◆ EXERCISE AIM
Transcribe the rows below line for line, without changing anything in them. Leave out the pictures.

Photo object pointing rows:

════════════════════

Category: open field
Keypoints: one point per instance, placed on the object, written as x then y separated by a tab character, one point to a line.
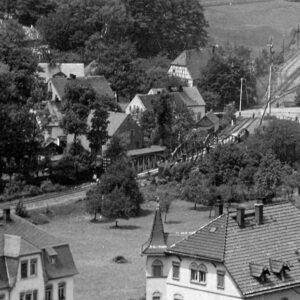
95	244
253	24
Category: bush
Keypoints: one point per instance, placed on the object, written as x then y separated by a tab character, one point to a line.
21	210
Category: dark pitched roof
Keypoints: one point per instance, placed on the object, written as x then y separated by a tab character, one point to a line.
194	60
115	120
63	266
148	100
277	238
34	240
252	251
208	242
98	83
157	241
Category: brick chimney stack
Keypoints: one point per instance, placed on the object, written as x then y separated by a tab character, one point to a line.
218	209
240	216
259	213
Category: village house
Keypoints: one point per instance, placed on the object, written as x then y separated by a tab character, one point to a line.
57	86
120	125
189	64
209	122
243	254
181	96
34	265
49	71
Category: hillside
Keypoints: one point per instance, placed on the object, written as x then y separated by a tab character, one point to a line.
253	24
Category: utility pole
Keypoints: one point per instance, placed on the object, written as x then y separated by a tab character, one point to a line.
297	33
270	76
241	95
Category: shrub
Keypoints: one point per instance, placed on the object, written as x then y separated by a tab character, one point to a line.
21	210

════════════════════

◆ CORRECT ANSWER
Category: open field
Keypoints: one point per instance, placed on the object, written as x then y separated by a tab character, one point to a line.
95	244
253	24
Category: bush
Keypoints: one point per instance, placed on the object, written as x then y separated by a tab character, one point to a line.
21	210
Category: dark pitched roof
Keypoints: one point per instance, placed on the object, written as x then y separated by a tab character, one point to a line.
194	60
115	120
63	266
148	100
277	238
34	240
252	251
208	242
98	83
157	241
Category: brick chimney stack
Keypoints: one point per instance, placed on the object, written as x then y separated by a tab character, one point to a line.
218	209
240	216
259	213
Category: village house
Keypoints: one point per instance, placed on the object, written as x then y separated by a tab character, one point to a line.
57	86
120	125
189	64
209	122
243	254
181	96
34	265
49	71
Category: hillside
Keypoints: one point per instance, placed on the object, written as x then y separated by a tab character, one point to a line.
253	24
Category: utility pole
Keypoints: one point per instance, placed on the object, written as x then y separated by a tab character, one point to a line.
297	33
270	76
241	95
Category: shrub
Keypoints: one point per instance, placed on the object, written as x then y separated by a tab character, one point to a line.
21	210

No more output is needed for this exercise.